• _EXERCISE_: How many lines in the records below contain the string "grass", counting case? Reply with the number alone.
##### SUPPLIED INFORMATION
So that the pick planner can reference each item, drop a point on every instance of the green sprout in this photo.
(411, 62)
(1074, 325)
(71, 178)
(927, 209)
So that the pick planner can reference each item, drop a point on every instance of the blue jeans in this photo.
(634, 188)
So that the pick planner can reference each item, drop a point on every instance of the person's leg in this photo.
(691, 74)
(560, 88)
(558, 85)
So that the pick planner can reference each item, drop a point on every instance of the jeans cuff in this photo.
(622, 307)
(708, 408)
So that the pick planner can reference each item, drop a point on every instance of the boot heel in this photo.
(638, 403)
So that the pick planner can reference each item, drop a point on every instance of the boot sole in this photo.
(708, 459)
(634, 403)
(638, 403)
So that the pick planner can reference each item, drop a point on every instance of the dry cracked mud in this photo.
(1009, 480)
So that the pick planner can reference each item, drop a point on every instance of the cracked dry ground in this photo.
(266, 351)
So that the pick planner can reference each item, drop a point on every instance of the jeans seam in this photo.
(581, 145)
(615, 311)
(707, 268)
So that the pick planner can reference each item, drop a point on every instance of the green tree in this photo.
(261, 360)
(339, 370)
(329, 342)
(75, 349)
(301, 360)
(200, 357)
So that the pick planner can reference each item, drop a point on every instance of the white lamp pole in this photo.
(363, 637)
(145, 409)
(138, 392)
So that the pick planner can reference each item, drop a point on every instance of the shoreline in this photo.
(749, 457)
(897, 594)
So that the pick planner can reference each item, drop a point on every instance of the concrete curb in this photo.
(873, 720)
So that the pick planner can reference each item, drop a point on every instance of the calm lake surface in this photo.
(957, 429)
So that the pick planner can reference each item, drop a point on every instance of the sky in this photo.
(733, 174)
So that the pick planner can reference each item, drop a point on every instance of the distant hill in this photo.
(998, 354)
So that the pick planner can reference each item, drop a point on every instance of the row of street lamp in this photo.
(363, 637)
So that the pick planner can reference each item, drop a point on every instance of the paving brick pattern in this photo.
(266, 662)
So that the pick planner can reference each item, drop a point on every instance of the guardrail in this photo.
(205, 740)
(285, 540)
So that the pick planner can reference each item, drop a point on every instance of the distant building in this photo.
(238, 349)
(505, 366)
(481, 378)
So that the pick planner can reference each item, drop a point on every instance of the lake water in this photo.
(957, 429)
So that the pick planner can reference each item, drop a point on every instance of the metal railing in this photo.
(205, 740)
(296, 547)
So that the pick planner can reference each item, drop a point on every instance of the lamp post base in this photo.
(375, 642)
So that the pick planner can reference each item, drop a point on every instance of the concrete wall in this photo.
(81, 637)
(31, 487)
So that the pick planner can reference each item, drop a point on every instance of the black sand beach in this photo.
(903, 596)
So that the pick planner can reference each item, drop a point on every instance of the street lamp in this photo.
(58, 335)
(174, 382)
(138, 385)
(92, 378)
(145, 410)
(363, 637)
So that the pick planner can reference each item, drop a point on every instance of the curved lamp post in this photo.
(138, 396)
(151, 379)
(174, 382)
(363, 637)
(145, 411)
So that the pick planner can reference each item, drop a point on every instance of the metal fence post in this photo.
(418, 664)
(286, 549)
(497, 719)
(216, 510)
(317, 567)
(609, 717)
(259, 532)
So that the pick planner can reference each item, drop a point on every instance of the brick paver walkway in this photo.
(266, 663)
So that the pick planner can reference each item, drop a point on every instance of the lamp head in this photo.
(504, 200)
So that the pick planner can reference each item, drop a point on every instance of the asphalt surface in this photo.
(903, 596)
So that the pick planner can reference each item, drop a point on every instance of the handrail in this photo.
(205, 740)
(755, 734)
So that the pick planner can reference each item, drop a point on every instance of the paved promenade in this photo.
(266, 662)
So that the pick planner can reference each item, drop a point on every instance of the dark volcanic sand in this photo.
##########
##### SUPPLIED INFORMATION
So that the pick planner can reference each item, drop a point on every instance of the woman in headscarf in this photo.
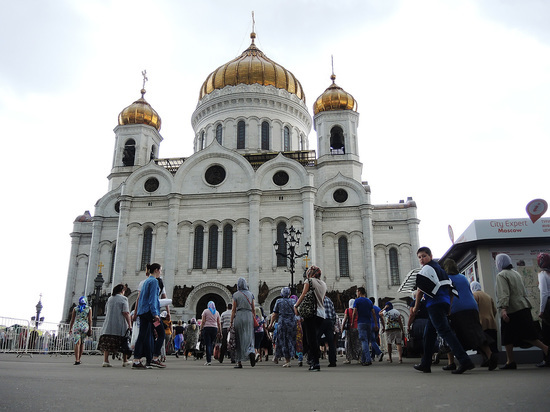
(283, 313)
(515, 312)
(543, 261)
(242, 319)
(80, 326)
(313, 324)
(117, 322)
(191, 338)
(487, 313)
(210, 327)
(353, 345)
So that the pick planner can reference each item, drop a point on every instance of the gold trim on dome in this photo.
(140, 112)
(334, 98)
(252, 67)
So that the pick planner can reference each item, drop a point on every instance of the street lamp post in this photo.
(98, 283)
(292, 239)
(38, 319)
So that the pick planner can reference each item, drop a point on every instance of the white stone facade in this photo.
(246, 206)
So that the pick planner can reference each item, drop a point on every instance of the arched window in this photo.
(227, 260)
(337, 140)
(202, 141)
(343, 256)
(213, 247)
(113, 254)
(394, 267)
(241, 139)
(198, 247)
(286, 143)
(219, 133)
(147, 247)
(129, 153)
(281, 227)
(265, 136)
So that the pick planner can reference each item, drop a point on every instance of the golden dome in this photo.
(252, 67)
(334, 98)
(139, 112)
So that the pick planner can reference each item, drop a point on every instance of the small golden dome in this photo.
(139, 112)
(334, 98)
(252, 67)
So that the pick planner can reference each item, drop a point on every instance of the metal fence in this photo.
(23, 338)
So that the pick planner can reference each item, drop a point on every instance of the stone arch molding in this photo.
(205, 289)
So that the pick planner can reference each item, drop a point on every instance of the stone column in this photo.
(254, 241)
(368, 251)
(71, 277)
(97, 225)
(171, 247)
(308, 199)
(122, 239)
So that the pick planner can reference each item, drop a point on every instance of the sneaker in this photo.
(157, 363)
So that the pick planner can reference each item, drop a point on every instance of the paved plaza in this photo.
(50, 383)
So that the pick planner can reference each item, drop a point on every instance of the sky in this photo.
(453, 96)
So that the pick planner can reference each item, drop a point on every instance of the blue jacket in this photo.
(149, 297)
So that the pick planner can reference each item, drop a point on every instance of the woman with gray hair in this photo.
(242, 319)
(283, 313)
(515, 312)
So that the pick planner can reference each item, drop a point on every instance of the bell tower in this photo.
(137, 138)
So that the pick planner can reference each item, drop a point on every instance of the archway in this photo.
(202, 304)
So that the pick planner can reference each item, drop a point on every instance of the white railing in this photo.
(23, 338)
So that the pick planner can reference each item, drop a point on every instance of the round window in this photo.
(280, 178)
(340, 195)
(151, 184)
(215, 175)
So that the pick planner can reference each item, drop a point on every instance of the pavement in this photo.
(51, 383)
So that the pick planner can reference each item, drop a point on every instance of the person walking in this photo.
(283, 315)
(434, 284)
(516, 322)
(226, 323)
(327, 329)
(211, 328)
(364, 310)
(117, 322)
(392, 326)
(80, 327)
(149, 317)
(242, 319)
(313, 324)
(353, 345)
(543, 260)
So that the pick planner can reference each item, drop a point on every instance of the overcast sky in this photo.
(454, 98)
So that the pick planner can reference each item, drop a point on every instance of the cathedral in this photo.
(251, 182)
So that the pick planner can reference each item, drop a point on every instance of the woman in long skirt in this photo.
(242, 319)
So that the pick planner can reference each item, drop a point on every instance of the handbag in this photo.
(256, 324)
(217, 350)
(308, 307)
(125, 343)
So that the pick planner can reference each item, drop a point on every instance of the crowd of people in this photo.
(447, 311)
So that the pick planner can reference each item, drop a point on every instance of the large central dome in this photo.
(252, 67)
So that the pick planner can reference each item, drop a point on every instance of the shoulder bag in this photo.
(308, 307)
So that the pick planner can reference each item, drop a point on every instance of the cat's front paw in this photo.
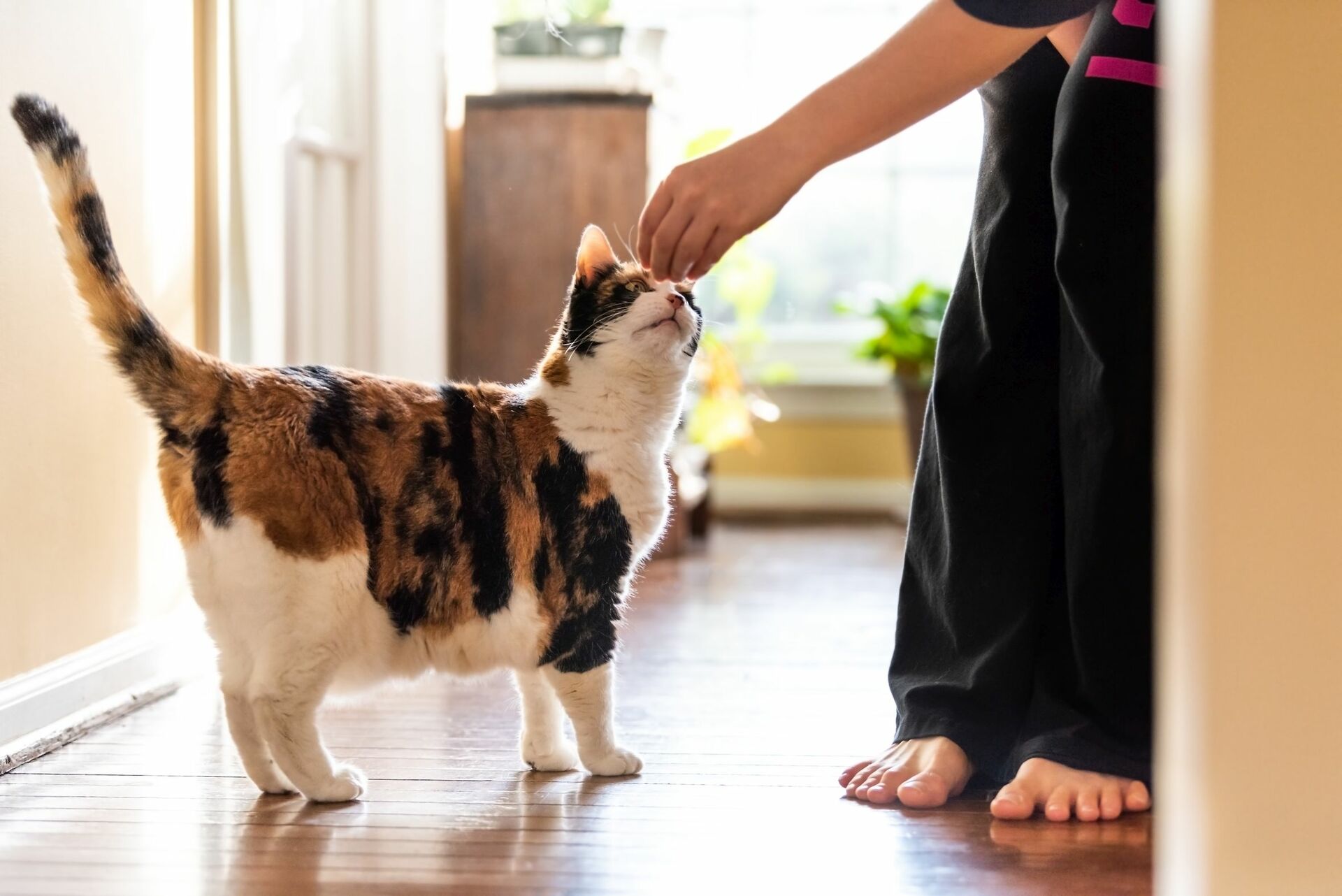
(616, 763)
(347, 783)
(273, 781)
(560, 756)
##########
##### SUPPLIED INFORMATION
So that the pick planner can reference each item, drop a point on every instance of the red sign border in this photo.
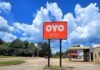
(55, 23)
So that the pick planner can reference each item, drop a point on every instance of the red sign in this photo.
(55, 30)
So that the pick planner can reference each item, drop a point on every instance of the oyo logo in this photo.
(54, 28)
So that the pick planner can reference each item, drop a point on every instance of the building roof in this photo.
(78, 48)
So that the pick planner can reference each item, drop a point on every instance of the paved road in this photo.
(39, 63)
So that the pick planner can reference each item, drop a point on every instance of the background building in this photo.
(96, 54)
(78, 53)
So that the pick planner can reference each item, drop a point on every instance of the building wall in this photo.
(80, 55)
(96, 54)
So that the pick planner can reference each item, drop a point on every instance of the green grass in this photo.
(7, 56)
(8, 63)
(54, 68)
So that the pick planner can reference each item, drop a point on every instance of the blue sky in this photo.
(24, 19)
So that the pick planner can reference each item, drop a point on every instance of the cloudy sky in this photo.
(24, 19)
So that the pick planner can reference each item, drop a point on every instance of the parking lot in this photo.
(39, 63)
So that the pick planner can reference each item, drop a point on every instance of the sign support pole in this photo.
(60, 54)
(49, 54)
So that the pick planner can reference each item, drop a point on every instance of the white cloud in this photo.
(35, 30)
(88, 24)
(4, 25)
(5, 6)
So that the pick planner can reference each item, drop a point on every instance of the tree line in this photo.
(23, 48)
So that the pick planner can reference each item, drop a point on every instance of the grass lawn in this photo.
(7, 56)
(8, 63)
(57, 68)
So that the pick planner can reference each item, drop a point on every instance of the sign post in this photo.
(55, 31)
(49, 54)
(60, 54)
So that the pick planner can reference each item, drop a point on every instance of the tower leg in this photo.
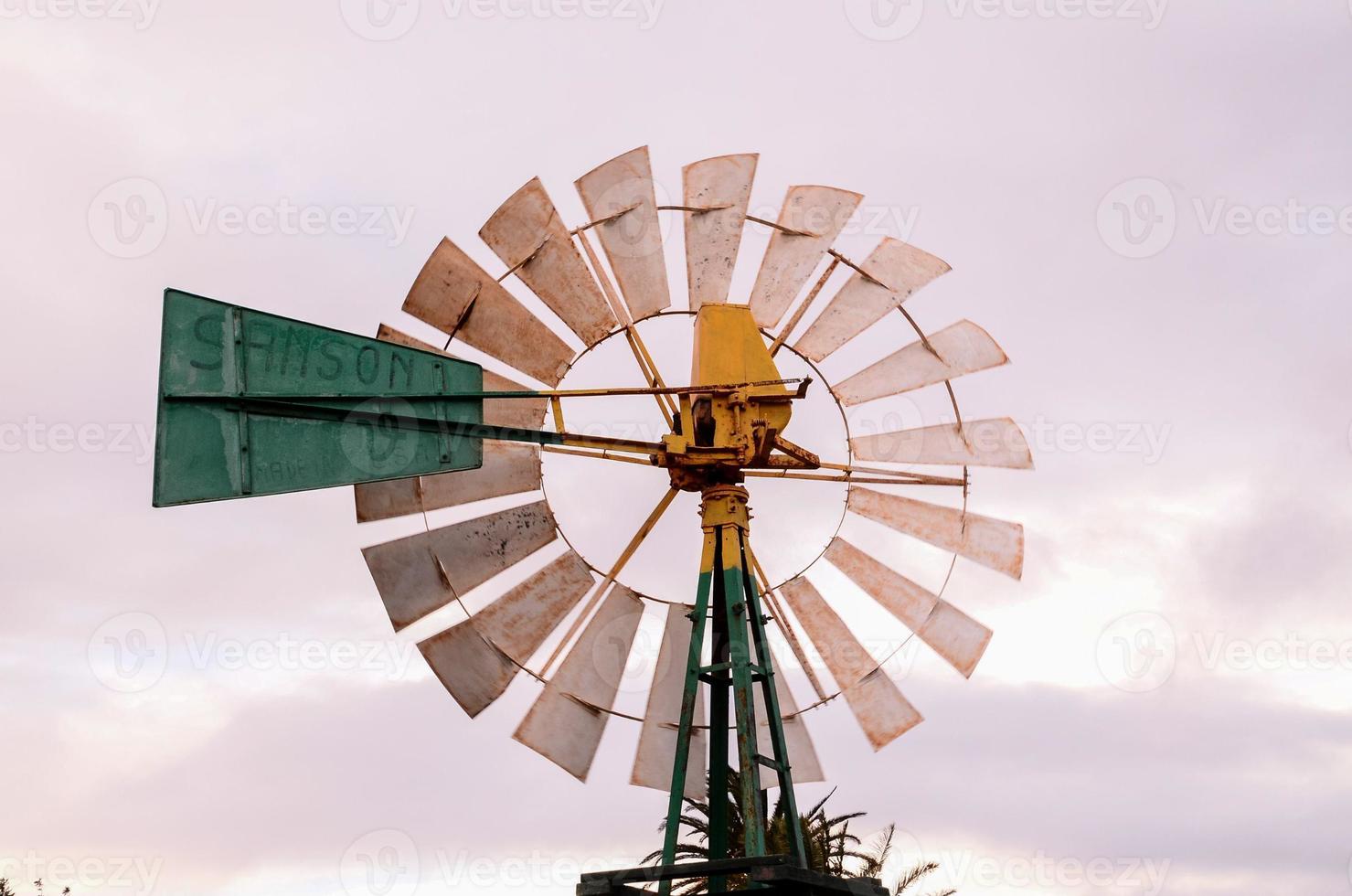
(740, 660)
##########
• _TASK ANSWER_: 2